- [Objective]
Reproduce the material below line for line without altering anything, but leave the pictures out.

▬▬▬▬▬▬▬▬▬▬

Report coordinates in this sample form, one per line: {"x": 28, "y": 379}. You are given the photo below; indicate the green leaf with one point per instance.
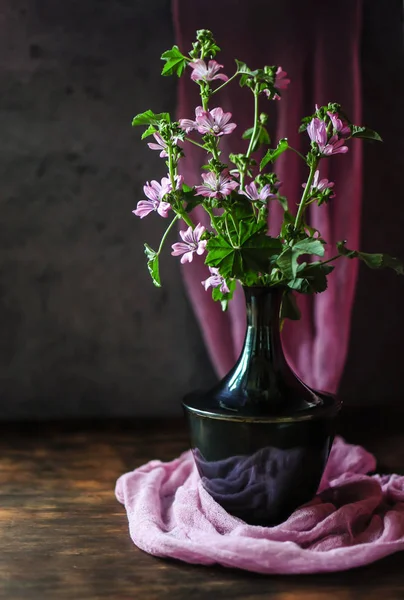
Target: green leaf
{"x": 272, "y": 155}
{"x": 309, "y": 246}
{"x": 153, "y": 264}
{"x": 175, "y": 62}
{"x": 365, "y": 133}
{"x": 289, "y": 308}
{"x": 253, "y": 254}
{"x": 287, "y": 261}
{"x": 149, "y": 131}
{"x": 283, "y": 201}
{"x": 312, "y": 278}
{"x": 149, "y": 118}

▬▬▬▬▬▬▬▬▬▬

- [Answer]
Report coordinates in this sample form, one per line: {"x": 28, "y": 379}. You are given the photo below; indicate the green leaf with one point per instance.
Target: green leaf
{"x": 272, "y": 155}
{"x": 309, "y": 246}
{"x": 153, "y": 264}
{"x": 175, "y": 62}
{"x": 365, "y": 133}
{"x": 289, "y": 308}
{"x": 253, "y": 254}
{"x": 287, "y": 261}
{"x": 149, "y": 131}
{"x": 283, "y": 201}
{"x": 312, "y": 278}
{"x": 149, "y": 118}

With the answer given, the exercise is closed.